What the exercise asks = Reproduce the lines beginning with the one that contains "Each instance receives a single keypoint. Tag the distant" and ending after the one that contains "Each instance receives a single keypoint. Tag the foliage", requests included. Shift every coordinate in the answers by adding 44 to each number.

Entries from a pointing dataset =
-*-

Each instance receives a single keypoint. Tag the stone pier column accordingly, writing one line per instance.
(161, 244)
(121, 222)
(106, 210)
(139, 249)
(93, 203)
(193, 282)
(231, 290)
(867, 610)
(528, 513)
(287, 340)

-*-

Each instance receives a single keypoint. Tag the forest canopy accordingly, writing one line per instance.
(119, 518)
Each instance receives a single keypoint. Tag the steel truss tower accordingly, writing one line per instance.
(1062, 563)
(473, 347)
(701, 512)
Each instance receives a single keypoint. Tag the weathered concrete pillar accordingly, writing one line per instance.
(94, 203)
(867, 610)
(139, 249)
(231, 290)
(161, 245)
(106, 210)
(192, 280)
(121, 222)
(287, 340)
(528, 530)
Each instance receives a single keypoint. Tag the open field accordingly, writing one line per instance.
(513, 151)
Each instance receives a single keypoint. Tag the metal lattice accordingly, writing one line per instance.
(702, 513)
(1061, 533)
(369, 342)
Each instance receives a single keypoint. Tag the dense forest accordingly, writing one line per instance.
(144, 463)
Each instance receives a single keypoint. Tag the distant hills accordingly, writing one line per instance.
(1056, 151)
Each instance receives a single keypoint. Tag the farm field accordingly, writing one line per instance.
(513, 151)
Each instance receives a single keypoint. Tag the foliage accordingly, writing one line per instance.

-*-

Task answer =
Each instance receives a single keypoint. Tag the distant hills accordingly, writing one line per instance.
(1100, 195)
Each instance receives a single keypoint. Tag the farm field accordingly, writing one line per instance.
(557, 195)
Each instance receives a single keypoint. Tag the foliage accordingly, writing one line per instance.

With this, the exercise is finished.